Your goal :: Pull out every line of the items below that contains the word "wall", and copy each one unchanged.

Saved entries ::
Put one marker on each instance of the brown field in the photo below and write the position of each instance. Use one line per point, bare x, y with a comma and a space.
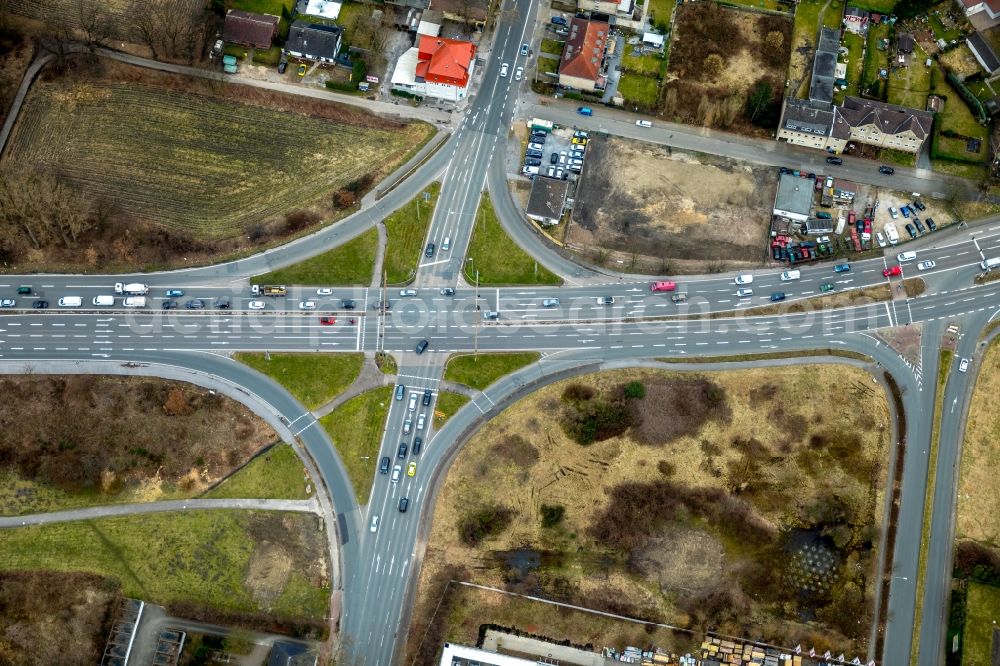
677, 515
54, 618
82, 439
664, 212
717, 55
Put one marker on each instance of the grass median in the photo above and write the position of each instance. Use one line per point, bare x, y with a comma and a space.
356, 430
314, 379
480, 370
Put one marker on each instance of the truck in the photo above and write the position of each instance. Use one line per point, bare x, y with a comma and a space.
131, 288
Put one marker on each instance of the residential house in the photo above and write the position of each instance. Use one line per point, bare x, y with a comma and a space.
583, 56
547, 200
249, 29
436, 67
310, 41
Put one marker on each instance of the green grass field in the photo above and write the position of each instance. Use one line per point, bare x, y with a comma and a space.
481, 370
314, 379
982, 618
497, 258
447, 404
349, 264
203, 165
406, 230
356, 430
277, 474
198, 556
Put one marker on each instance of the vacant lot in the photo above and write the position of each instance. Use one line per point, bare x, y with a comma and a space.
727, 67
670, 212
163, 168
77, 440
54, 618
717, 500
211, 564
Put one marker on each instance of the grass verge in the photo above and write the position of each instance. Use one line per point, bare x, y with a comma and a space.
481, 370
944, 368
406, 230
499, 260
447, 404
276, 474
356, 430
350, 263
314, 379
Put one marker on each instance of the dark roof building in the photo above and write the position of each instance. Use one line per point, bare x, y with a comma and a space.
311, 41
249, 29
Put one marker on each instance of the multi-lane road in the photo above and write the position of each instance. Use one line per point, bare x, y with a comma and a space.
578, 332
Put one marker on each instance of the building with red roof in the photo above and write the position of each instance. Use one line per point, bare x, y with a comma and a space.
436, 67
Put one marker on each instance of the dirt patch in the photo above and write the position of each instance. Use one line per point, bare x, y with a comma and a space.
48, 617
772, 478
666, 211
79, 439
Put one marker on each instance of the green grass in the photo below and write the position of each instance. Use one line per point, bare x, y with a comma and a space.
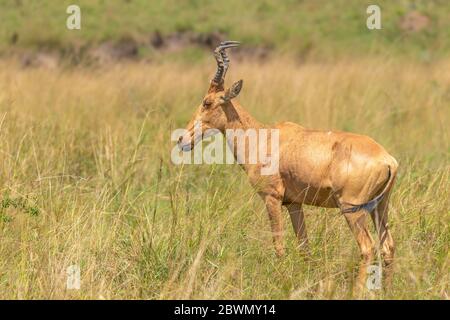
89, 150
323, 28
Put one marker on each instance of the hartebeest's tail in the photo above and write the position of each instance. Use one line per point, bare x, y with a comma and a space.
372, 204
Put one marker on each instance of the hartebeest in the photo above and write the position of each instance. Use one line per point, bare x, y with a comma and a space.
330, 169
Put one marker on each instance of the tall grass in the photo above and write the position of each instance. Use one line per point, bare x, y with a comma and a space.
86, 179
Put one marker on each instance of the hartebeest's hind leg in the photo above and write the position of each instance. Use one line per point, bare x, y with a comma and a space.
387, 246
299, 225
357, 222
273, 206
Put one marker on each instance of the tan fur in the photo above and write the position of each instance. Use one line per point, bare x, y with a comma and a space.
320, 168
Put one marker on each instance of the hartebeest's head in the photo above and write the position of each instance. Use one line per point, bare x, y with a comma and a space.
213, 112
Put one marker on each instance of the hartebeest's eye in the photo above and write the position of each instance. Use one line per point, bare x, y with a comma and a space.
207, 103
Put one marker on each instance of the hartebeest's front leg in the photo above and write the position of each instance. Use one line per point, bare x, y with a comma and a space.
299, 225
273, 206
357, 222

* * *

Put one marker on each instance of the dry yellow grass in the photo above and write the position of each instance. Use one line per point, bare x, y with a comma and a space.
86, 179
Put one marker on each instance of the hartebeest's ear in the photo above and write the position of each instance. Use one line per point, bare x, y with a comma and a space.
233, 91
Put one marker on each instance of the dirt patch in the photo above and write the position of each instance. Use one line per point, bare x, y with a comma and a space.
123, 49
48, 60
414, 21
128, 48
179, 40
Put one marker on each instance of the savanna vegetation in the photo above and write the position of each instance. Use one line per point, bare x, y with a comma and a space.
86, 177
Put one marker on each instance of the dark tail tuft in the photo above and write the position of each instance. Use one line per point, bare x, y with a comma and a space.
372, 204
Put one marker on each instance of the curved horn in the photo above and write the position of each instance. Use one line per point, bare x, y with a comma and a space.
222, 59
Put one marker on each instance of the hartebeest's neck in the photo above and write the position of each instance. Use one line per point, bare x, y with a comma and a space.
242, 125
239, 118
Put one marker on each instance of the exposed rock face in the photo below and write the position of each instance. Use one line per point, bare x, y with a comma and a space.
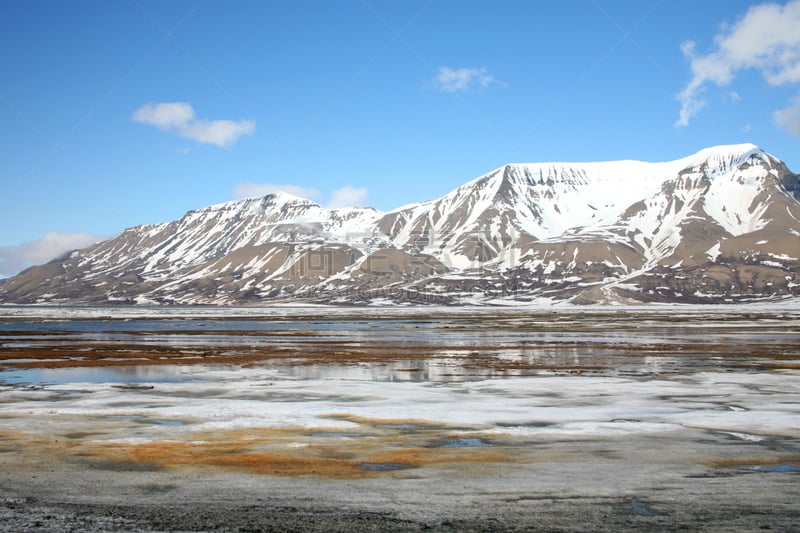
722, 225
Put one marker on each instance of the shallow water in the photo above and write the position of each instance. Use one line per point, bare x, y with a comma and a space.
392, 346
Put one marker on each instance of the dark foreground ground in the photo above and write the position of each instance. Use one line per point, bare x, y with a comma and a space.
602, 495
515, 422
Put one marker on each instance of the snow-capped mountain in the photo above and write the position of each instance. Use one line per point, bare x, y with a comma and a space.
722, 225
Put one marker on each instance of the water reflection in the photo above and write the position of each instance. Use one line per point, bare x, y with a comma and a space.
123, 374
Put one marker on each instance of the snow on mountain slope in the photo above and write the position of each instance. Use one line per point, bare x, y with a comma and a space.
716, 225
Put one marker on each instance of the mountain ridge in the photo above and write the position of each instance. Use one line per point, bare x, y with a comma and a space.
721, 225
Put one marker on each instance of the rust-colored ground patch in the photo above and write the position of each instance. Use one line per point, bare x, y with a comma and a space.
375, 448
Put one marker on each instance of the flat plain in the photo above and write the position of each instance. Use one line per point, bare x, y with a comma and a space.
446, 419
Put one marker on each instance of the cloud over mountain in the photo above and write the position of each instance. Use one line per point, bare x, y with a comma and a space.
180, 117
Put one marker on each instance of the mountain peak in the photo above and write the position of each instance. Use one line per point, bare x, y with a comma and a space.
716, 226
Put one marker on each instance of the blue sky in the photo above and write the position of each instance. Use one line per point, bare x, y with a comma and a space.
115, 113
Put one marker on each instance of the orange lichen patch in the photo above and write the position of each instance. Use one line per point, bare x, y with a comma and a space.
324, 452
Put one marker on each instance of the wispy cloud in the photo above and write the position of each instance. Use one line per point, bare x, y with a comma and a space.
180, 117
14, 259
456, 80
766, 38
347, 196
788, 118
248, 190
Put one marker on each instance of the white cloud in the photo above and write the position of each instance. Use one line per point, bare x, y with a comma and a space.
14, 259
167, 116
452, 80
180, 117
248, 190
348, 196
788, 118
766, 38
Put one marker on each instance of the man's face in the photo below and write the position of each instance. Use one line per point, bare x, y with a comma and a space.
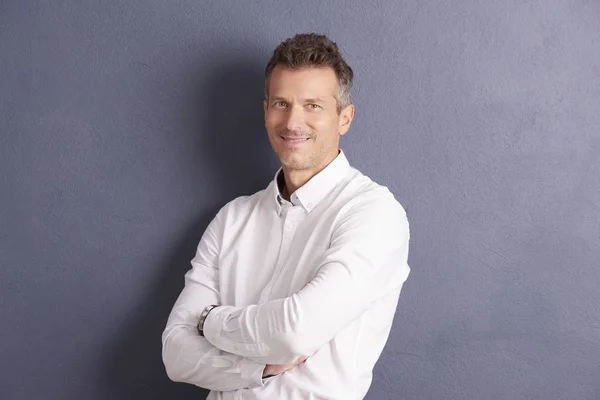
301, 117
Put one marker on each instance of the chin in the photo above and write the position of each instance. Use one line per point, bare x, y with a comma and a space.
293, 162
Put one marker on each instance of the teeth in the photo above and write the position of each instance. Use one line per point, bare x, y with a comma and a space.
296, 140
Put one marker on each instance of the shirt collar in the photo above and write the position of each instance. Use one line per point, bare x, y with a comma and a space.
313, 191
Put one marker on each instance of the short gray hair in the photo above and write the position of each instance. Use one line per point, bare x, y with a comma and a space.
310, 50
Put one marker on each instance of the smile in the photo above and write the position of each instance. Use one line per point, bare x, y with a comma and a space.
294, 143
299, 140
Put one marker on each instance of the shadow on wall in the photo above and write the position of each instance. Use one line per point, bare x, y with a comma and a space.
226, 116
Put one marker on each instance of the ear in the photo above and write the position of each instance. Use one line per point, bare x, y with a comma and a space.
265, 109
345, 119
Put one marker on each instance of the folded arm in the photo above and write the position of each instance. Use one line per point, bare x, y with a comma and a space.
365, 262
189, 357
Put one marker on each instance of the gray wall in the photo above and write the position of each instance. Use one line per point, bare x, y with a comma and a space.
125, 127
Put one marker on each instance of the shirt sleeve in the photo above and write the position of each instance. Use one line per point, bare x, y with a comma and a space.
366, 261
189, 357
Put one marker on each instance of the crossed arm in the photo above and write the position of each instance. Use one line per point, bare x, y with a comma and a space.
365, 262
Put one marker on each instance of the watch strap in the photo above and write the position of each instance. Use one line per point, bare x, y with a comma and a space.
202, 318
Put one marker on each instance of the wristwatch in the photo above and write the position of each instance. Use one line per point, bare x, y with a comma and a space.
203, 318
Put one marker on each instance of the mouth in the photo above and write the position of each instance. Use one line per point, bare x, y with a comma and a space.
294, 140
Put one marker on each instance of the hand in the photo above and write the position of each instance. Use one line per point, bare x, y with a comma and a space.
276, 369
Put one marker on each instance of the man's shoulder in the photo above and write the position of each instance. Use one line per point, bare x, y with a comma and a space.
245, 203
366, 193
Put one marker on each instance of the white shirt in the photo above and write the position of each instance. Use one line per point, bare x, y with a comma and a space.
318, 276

Correct response ::
Put one marker on each instance of the shadow on wall in the photo above and write the position of each instance. Use one line per point, bare x, y with a comma and a space.
Put one marker on each instance of the gray wall in the photo above and write the position of each instance. Use one line per point, bare x, y with a comma and a space.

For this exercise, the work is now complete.